=== TEXTO PARA LEITURA ===
▶

O que quer que seja, vejo uma mulher que,
enquanto está vindo na minha direção, pára de vez em quando e se volta para as
companheiras. Apertadas como ovelhas, observam-na afastar-se e fazem sinais encorajadores,
rindo sem dúvida, pois creio ouvir risos, ao longe. Depois, vejo-as de costas,
refazendo o caminho, e é agora que ela se volta para mim, mas sem se deter. Mas
talvez esteja fundindo duas ocasiões numa só, e duas mulheres, uma que vem na
minha direção, timidamente, seguida por gritos e risos das companheiras, e
outra que se afasta, com o passo bem mais decidido. Pois as pessoas que vinham
na minha direção, na maioria das vezes, eu as via vir de longe, é uma das
vantagens das praias. Eu as via como pontos negros ao longe, podia vigiar suas
manobras dizendo a mim mesmo, Está diminuindo, ou, Está aumentando. Sim, ser
pego desprevenido era por assim dizer impossível, pois me virava com frequência
também para a terra. Vou lhes dizer uma coisa, enxergo melhor à beira-mar! Sim,
esquadrinhando em todas as direções essa vastidão por assim dizer sem objeto,
sem vertical, meu olho bom funcionava melhor, e quanto ao ruim, havia dias em
que ele também tinha de se revirar. E não apenas enxergava melhor, mas era
menos difícil, para mim, arrear com um nome as raras coisas que via. Estas são
algumas das vantagens e das desvantagens da beira-mar.
Beckett utiliza como estrutura dramática básica a
interação entre pares de personagens que, em geral, representam a interação
entre funções psíquicas complementares ou antagônicas:6 é o caso de Mercier e
Camier, Vladimir e Estragon, Pozzo e Lucky, Nagg e Nell, Hamm e Clov. Hamm, por
exemplo, ocupa tirânico o centro de uma constelação onde, em função de sua
cegueira, funciona como um astro sem luz própria, dependendo para existir do
trabalho diligente de Clov que vasculha o mundo em busca de luzes que possam
iluminá-lo:
Hamm: Por acaso você já viu meus
olhos?
Clov: Não.
Hamm: Nunca teve a curiosidade, enquanto eu
dormia, de tirar meus óculos e espiar meus olhos?
Clov: Levantando as pálpebras.
[pausa] Não.
Hamm: Qualquer dia vou mostrá-los
a você. [pausa] Parece que ficaram completamente brancos. [pausa] Que horas
são?
Clov: A mesma de sempre.
Hamm: [gesto em direção à janela direita]
Você já olhou?
Clov: Olhei.
Hamm: E então?
Clov: Zero.

◀

=== TAREFAS A REALIZAR ===
1. Reescreva em forma de lista o parágrafo do texto para leitura que começa com “Beckett utiliza como estrutura dramática básica”, preservando suas informações principais.
2. Responda às perguntas sobre o texto para leitura, uma por linha:
(a) De acordo com o primeiro parágrafo, em que lugar quem narra diz enxergar melhor?
(b) Qual personagem vasculha o mundo em busca de luzes que possam iluminar Hamm?
(c) O que Clov responde quando Hamm pergunta que horas são?
O material a seguir não tem relação com o texto para leitura.

=== REGISTROS DE DADOS ===
▶

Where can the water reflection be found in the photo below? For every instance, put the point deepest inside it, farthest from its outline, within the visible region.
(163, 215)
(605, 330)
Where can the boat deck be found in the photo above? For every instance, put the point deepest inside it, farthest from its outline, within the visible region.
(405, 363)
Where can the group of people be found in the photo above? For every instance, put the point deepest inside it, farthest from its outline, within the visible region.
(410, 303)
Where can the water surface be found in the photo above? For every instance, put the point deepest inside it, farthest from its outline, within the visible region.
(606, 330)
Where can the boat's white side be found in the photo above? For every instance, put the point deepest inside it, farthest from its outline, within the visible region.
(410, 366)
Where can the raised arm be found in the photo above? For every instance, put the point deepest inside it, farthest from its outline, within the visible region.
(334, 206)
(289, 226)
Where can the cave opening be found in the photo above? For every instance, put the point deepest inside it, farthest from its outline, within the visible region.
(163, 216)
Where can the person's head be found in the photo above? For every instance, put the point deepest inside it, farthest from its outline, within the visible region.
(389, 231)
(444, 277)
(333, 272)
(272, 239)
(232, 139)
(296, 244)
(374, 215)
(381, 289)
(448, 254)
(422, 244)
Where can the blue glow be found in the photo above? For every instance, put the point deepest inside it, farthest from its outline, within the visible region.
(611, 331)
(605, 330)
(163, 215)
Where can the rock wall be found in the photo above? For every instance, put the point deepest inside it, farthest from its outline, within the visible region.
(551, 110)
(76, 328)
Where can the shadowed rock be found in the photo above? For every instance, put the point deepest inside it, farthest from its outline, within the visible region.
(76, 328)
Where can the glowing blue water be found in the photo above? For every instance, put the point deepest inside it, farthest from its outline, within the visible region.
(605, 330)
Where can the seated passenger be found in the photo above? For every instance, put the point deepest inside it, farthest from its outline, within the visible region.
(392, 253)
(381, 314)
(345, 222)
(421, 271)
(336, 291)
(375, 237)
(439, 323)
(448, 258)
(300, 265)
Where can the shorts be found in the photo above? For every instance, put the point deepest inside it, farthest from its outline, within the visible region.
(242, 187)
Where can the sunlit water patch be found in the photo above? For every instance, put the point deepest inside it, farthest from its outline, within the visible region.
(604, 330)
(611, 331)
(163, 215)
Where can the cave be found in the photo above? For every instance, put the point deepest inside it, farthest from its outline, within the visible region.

◀

=== RESPOSTAS ÀS TAREFAS ===
1.
- A estrutura dramática básica de Beckett é a interação entre pares de personagens.
- Em geral, esses pares representam funções psíquicas complementares ou antagônicas.
- Exemplos: Mercier e Camier, Vladimir e Estragon, Pozzo e Lucky, Nagg e Nell, Hamm e Clov.
- Hamm ocupa de modo tirânico o centro de uma constelação.
- Por ser cego, Hamm funciona como um astro sem luz própria.
- Para existir, ele depende do trabalho diligente de Clov, que vasculha o mundo em busca de luzes que possam iluminá-lo.

2.
(a) À beira-mar.
(b) Clov.
(c) “A mesma de sempre.”